> Supplied text:
[START]
# time to test Power Pole customer service



## floridascuba (Mar 15, 2012)

My power pole has been going down on its own. Plus the buttons on the unit do not work properly. Don't see anything wrong with the circuit board, but don't see anything else. It works fine with the remote.


----------



## Godzuki86 (Nov 30, 2013)

floridascuba said:


> My power pole has been going down on its own. Plus the buttons on the unit do not work properly. Don't see anything wrong with the circuit board, but don't see anything else. It works fine with the remote.


It's the only company I have NEVER heard a bad rap for customer service. They should take care of you with no issues


----------



## floridascuba (Mar 15, 2012)

My only complaint is they were not open at 5:15 Friday and would've allowed me to use my power pole. It turned out to be my cap. A quick troubleshoot by just unplugging the ribbon cable to see. I called a couple people and both never had that issue and didn't even think to check that. Replacement should be waiting for me at home. 

Now I know what to check for next time instead of assuming its the circuit board.


----------



## mtoddsolomon (Mar 25, 2015)

To be fair, If i was running a company for the fishing industry and my shop was that close to the water I'd have a gone fishing sign hanging on the door at 4:30 on Friday.


----------



## Whiskey Angler (Mar 20, 2015)

floridascuba said:


> My only complaint is they were not open at 5:15 Friday and would've allowed me to use my power pole. It turned out to be my cap. A quick troubleshoot by just unplugging the ribbon cable to see. I called a couple people and both never had that issue and didn't even think to check that. Replacement should be waiting for me at home.
> 
> Now I know what to check for next time instead of assuming its the circuit board.


Glad, you got it figured out. A rogue power pole could be a bad deal when towing at highway speeds. I was always scared to death that I'd accidently sit on my remote when towing and my twin blades would stab asphalt - it helped me to always make sure I had my master power switch in the off position.


----------
[END]
> Goal a:
Answer these from the Power Pole forum thread:
(i) With what does the original poster say the unit works fine?
(ii) What did the problem turn out to be?
(iii) When towing, in what position did Whiskey Angler always make sure the master power switch was?

[Stored items from a collection]
[START]
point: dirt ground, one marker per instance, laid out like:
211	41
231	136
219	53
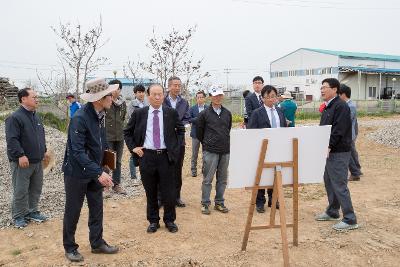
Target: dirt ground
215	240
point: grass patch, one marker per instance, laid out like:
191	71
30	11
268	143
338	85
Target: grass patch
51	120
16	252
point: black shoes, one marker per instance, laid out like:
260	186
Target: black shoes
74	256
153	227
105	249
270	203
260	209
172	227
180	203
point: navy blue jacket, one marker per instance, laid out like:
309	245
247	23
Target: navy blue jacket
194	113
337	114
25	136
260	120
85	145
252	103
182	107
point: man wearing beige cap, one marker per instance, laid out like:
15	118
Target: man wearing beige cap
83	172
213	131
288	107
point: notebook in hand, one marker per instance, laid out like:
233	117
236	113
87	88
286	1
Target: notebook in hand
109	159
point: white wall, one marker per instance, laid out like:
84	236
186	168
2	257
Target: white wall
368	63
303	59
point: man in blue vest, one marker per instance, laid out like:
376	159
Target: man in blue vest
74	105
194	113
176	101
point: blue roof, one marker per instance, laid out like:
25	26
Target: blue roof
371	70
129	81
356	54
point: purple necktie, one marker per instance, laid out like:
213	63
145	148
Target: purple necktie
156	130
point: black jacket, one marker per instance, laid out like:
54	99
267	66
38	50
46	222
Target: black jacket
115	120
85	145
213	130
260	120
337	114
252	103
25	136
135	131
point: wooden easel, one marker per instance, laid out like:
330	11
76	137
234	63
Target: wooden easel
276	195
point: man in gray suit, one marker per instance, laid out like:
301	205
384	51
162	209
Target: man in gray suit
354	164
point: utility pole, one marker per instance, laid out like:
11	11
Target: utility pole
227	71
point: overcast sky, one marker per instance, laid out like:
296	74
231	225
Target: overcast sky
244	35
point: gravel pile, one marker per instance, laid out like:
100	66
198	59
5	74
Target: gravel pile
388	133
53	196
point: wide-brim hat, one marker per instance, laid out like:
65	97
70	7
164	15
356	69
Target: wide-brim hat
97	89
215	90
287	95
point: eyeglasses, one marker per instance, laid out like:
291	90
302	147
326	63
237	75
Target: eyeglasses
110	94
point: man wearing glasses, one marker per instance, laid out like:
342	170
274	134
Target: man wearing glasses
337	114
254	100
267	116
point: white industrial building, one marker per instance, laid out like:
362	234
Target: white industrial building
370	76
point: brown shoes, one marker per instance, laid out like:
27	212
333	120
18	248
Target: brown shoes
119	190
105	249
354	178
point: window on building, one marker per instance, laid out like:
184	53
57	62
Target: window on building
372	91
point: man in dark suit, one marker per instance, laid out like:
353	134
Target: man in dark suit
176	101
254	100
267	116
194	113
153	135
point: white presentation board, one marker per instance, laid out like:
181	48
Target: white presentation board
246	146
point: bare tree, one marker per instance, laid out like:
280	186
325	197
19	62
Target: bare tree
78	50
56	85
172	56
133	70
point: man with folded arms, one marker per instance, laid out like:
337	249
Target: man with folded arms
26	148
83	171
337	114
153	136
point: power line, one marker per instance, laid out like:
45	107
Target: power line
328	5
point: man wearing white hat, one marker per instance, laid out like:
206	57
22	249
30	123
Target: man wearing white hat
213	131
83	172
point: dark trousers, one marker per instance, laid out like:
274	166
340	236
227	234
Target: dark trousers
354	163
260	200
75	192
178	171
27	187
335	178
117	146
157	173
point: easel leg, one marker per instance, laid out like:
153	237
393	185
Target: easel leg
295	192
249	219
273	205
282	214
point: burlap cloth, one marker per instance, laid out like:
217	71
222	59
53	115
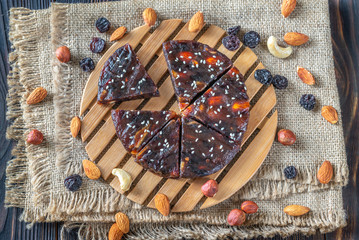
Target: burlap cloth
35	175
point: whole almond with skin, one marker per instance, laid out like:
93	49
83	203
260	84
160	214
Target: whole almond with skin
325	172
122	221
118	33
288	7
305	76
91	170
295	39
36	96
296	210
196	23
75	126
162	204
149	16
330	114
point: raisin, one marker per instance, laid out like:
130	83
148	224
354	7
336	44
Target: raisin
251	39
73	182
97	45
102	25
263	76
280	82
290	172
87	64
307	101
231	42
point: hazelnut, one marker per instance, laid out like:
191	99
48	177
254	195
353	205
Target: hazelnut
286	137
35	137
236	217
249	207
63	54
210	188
[END]
[START]
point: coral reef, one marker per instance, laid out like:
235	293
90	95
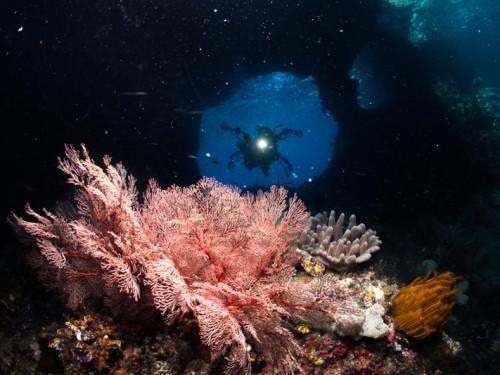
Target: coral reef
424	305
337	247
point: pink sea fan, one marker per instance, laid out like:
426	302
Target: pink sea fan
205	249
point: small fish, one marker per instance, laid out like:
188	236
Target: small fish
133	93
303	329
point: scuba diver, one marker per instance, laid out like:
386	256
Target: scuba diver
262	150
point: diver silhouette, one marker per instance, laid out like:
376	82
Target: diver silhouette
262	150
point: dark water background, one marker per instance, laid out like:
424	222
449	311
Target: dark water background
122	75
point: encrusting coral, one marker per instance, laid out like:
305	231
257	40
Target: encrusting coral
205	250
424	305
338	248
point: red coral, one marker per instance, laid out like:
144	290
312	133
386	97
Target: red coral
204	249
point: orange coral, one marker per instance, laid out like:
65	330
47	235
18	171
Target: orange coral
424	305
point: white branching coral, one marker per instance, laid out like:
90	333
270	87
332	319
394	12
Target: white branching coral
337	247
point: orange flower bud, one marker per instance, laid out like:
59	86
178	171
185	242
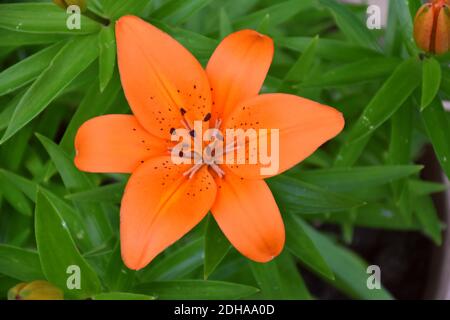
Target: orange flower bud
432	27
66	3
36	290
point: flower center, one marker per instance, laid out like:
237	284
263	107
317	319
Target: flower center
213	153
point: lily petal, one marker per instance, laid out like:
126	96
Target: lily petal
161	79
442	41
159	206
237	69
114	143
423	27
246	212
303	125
[END]
> Goal b:
List every line in the entries that contains the string "presentation". Case counts.

> Complete answer a:
(i) The remote.
(ii) The cap.
(iii) The off position.

> Complete answer b:
point: white presentation board, one marker per instance, laid out like:
Target: white presentation board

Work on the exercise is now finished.